Work to be completed – Whenever a picture appears in the listing below, leave it out, and copy exactly the lines from the one containing "Would you mind pinning the mattress" through the end.

Task data –
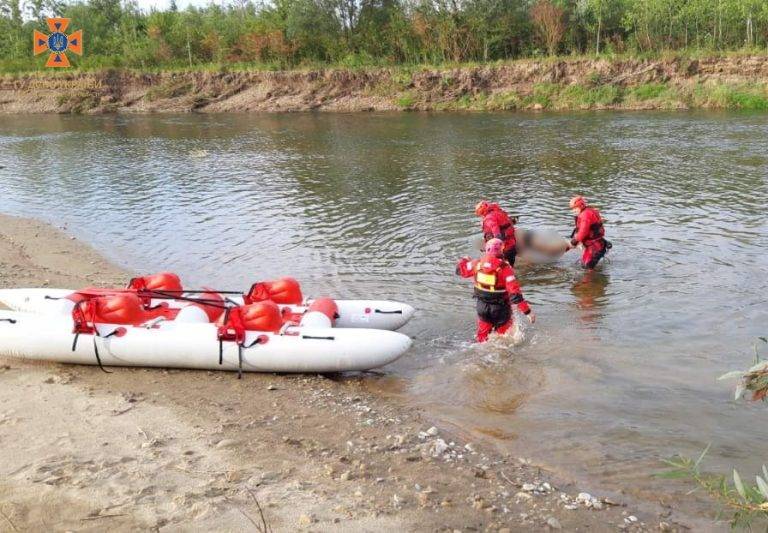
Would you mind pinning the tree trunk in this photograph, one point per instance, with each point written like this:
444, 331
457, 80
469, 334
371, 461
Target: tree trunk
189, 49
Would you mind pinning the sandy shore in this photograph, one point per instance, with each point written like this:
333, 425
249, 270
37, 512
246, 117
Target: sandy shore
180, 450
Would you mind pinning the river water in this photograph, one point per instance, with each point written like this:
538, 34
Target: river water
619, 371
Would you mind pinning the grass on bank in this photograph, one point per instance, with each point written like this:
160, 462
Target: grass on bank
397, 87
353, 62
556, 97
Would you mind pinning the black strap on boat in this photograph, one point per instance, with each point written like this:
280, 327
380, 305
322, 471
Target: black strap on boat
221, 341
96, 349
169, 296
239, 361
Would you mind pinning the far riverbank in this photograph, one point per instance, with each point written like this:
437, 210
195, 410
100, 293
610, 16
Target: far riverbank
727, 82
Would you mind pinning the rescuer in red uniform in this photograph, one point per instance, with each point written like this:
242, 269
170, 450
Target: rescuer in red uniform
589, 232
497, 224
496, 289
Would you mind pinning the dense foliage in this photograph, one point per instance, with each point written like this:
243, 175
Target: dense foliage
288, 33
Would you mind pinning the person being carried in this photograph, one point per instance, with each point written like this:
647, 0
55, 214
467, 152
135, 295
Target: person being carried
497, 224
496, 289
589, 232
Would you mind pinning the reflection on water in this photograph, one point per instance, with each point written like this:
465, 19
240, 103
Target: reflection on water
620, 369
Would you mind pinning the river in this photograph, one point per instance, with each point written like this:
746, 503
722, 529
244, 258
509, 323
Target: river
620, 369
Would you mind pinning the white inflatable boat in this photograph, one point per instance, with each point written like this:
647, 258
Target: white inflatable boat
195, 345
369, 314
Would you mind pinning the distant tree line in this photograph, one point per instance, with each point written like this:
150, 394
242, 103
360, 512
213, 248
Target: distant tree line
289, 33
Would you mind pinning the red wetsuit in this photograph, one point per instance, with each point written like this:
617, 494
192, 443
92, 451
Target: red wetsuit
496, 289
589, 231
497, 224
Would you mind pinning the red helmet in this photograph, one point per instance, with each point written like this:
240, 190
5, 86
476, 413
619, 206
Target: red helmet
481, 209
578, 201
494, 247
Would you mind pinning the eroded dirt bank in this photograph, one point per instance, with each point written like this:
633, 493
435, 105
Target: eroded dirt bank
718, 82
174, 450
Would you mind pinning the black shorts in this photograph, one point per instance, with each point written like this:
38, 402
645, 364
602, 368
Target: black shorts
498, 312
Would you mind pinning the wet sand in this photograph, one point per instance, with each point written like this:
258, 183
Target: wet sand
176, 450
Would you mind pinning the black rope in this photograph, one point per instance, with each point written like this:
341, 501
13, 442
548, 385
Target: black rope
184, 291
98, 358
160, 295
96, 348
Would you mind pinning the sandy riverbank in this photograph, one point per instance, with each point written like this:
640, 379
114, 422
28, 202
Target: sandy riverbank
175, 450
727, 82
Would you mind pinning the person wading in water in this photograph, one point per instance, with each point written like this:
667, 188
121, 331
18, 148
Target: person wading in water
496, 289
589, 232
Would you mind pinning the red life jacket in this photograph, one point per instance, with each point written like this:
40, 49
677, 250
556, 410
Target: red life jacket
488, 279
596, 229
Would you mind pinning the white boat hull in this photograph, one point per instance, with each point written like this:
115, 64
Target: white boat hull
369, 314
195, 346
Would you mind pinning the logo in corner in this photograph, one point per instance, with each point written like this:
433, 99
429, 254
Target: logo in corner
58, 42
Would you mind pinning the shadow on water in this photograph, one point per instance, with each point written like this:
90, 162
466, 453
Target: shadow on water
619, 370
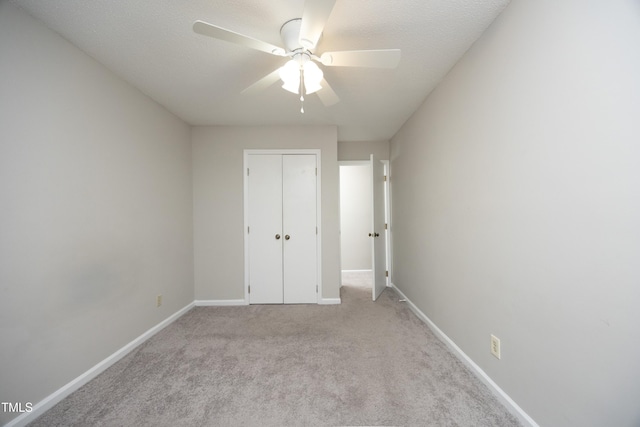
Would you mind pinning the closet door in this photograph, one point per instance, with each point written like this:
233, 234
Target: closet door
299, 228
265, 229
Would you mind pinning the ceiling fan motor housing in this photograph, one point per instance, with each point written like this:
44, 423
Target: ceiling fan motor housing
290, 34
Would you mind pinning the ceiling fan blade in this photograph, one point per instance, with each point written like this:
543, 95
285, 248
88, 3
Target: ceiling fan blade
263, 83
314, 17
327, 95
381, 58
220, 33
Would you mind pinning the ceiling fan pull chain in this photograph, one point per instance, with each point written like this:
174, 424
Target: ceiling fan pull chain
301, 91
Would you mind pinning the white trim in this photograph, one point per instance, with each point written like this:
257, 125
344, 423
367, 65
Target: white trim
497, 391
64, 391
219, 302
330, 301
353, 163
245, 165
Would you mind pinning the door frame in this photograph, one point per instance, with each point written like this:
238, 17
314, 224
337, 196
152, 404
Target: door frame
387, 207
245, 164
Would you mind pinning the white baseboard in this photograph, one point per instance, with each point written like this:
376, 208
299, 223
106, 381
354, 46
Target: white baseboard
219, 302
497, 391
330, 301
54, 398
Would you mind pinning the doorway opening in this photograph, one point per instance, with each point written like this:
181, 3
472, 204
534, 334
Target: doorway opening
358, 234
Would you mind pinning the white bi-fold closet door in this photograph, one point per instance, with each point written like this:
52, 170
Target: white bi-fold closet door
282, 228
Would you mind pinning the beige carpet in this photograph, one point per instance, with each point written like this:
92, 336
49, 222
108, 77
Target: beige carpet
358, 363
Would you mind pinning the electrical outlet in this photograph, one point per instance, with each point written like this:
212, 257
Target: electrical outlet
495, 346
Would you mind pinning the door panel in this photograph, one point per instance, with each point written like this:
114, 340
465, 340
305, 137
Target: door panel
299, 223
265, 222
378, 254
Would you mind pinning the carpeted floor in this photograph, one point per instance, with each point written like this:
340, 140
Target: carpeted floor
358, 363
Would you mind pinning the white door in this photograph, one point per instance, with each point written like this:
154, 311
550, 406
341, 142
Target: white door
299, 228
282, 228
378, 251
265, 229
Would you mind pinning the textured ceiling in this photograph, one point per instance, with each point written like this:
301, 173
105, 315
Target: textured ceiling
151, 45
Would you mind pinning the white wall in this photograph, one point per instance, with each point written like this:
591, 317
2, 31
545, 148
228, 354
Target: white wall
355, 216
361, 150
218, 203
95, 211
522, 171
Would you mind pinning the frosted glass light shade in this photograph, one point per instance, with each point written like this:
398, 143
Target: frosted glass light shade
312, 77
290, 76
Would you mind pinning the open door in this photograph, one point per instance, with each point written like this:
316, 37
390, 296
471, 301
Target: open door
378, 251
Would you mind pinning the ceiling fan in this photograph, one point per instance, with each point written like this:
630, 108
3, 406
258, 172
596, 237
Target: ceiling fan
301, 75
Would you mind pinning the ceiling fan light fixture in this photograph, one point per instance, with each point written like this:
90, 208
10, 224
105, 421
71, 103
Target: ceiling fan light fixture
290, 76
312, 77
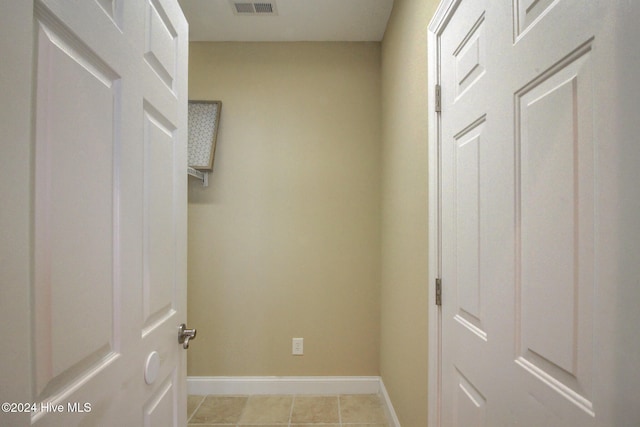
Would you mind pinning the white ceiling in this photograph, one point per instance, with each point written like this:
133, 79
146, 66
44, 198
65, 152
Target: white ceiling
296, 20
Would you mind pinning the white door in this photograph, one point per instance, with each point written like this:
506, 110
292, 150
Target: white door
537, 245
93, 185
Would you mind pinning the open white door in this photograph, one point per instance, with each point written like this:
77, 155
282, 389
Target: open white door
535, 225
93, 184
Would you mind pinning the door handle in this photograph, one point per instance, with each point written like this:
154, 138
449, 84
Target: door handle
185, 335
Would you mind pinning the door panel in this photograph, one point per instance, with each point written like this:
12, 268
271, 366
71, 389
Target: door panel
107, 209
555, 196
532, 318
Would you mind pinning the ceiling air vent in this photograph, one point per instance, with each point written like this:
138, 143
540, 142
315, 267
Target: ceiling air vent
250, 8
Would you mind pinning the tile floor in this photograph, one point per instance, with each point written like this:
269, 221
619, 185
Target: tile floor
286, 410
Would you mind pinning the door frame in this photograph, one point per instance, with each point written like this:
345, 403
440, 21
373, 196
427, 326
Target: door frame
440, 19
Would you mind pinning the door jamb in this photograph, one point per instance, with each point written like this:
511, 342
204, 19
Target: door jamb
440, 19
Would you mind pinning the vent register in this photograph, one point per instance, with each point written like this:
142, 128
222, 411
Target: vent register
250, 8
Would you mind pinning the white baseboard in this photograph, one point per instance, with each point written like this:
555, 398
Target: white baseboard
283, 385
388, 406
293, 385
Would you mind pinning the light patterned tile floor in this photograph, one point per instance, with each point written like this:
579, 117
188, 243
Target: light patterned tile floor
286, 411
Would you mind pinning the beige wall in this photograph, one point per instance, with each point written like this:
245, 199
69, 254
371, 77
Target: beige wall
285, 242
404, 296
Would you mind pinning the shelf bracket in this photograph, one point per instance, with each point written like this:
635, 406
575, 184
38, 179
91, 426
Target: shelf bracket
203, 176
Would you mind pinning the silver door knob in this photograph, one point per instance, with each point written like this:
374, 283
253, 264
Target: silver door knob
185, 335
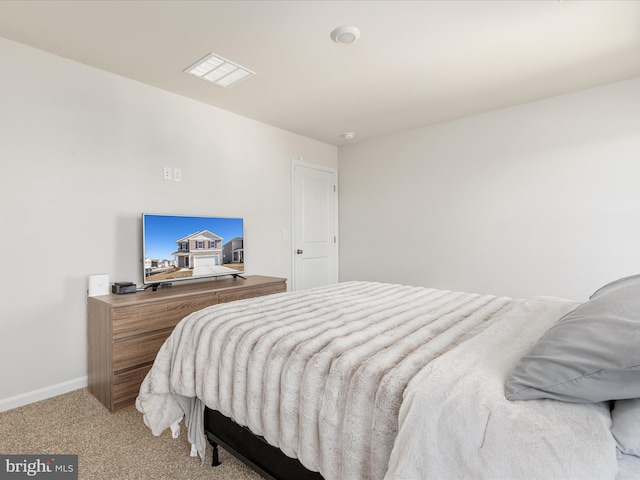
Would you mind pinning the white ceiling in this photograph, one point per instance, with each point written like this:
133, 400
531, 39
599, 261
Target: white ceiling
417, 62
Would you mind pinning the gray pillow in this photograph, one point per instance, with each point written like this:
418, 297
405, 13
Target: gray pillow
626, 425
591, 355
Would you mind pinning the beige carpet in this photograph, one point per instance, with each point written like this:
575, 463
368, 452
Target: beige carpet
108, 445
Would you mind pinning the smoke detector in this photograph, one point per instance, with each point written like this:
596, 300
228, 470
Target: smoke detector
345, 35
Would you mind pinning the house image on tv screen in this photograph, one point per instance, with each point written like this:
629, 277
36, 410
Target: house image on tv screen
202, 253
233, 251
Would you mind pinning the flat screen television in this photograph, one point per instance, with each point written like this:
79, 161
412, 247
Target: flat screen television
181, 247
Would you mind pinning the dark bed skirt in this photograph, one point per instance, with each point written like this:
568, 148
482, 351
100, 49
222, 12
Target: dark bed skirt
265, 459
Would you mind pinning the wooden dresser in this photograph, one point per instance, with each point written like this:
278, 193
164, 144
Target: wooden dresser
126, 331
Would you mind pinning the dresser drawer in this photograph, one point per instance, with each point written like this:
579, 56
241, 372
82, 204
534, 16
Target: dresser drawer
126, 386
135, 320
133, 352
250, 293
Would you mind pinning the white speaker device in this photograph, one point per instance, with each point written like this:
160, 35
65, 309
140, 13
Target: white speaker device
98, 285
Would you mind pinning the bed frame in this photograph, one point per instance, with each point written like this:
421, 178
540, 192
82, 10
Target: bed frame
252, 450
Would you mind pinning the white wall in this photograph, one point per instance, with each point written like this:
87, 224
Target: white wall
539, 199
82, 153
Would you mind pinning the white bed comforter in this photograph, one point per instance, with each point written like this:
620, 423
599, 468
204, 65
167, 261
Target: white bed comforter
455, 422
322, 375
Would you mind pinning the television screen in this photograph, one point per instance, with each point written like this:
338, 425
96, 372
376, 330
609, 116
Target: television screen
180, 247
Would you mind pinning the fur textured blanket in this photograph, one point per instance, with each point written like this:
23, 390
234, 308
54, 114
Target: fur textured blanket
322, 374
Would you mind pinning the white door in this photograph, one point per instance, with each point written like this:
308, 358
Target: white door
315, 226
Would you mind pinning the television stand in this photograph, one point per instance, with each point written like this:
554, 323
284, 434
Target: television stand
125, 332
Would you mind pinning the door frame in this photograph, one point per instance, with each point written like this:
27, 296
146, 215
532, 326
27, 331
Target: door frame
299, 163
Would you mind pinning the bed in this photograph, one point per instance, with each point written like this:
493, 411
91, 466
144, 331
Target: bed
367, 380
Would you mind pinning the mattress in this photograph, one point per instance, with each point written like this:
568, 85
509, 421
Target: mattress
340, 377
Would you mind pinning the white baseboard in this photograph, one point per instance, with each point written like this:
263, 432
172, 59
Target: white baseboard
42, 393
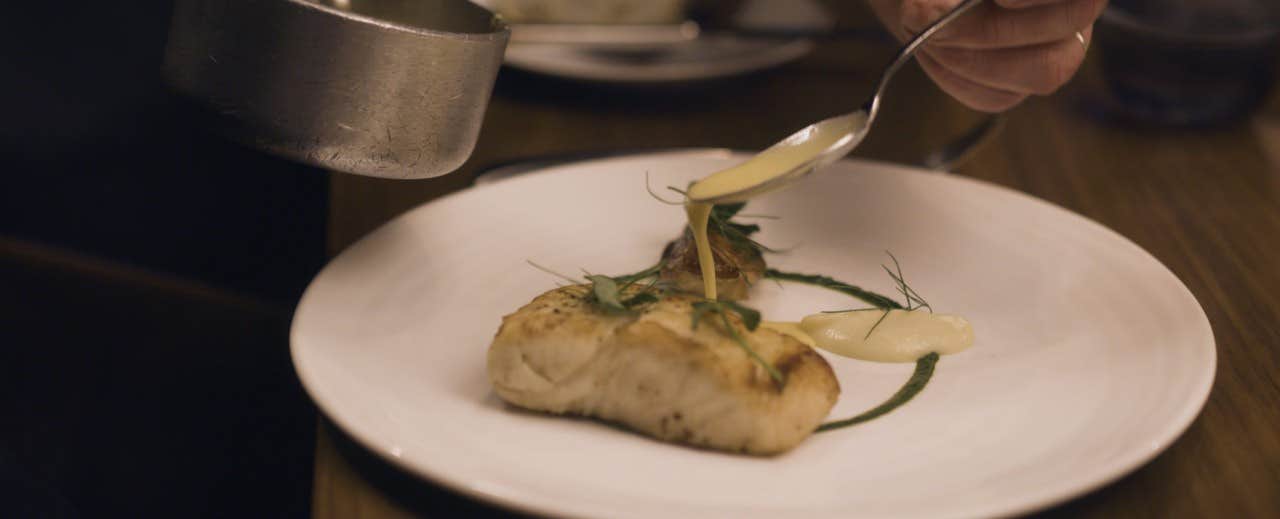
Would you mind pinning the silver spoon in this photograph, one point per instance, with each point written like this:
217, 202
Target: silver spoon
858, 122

Response box –
Would you mind pinning the mattress in this photograph, one point per instance, with each point written like this:
568, 85
509, 421
Target: mattress
340, 377
Would you mind pinning the white baseboard in this photograph, one point per instance, with each point written like this:
263, 432
172, 59
Target: white baseboard
42, 393
Would you mind pinning the silver spoon in this photograph, one point per instance, with each point written like this:
217, 202
Target: silver spoon
858, 122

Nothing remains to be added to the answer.